▸ Given data:
● ● ● ●

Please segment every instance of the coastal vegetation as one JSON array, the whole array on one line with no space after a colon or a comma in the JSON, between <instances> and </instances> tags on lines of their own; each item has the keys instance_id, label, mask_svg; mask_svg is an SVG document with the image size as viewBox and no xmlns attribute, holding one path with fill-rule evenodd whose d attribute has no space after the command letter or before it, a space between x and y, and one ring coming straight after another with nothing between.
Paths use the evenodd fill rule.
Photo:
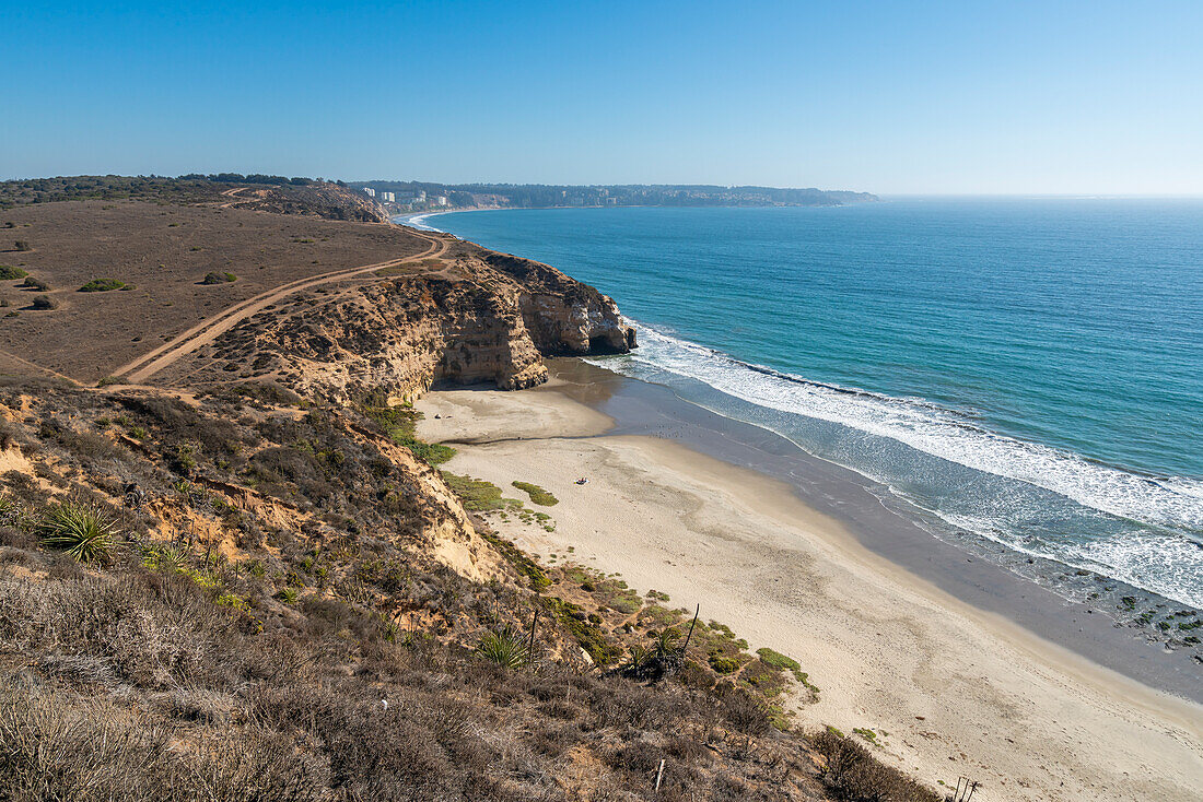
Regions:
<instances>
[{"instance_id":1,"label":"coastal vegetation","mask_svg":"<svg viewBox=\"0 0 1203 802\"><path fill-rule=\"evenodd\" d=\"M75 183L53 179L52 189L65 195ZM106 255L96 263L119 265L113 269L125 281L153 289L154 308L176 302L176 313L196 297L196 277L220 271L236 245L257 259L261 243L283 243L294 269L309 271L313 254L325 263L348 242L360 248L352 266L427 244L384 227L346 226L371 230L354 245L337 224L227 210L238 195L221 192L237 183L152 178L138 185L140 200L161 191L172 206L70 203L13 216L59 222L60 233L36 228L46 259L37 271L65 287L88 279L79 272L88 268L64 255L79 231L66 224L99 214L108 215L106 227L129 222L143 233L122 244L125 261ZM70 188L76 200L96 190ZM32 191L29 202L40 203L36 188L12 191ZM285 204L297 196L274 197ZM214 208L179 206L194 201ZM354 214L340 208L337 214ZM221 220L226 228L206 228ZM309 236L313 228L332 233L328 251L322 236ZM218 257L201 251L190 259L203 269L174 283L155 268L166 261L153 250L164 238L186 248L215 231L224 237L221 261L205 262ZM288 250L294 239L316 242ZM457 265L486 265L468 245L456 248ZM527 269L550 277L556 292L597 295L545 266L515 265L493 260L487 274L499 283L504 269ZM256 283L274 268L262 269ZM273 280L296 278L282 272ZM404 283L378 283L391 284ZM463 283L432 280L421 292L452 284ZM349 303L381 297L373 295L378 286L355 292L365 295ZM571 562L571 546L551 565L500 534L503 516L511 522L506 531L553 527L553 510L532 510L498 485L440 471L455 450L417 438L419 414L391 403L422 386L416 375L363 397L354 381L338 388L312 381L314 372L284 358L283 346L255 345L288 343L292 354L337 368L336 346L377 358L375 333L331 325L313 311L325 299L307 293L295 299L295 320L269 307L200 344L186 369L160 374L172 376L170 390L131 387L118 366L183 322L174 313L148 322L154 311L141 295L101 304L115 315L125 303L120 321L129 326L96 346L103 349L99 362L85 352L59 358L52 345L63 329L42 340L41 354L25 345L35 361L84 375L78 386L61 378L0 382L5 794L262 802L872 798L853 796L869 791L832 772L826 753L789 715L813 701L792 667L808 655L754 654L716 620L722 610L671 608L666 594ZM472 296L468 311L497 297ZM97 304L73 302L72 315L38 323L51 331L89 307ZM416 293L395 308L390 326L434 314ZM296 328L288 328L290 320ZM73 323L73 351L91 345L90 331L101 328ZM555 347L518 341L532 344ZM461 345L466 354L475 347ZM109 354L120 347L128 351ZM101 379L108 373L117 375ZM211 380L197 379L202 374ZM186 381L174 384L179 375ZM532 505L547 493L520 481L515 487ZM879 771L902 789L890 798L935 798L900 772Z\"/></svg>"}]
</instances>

● ● ● ●

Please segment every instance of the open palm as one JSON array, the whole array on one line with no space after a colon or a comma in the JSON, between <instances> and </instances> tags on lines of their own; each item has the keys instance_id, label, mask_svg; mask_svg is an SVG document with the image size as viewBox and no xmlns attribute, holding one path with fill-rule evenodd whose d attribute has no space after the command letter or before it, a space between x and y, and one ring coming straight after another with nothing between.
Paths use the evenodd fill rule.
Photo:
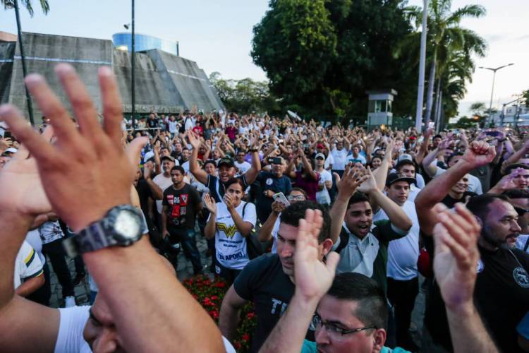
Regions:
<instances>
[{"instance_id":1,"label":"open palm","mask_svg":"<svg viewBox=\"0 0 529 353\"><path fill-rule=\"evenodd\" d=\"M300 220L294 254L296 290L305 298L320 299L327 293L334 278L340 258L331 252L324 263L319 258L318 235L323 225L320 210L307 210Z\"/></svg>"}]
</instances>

● ● ● ●

▸ Given problem:
Locate every line of the records containing the string "coming" and copy each of those lines in full, treating uppercase and lowercase as distinct.

▸ Solution to the exercise:
Please segment every instance of the coastal vegetation as one JSON array, the whole array on one line with no space after a colon or a comma in the JSON, between <instances> and </instances> tags on lines of their own; each item has the keys instance_id, label, mask_svg; mask_svg is an SVG document with the image size as viewBox and no xmlns attribute, holding one path with fill-rule evenodd whose d attribute has no space after the command letter or before it, a space between x and y, and one ring coming straight after another with nothing between.
Please segment every instance of the open palm as one JSON array, the whole array on one line with no space after a colon or a comma in the JSON, between <instances> and </instances> tags on lines of their own; each item has the keys instance_id, label, mask_svg; mask_svg is an SVG document with the image size as viewBox and no xmlns attribute, holding one path with fill-rule evenodd whose d attribute has no space after the command letter or before it, a space between x and y, and one ring coming straight after another with nothing between.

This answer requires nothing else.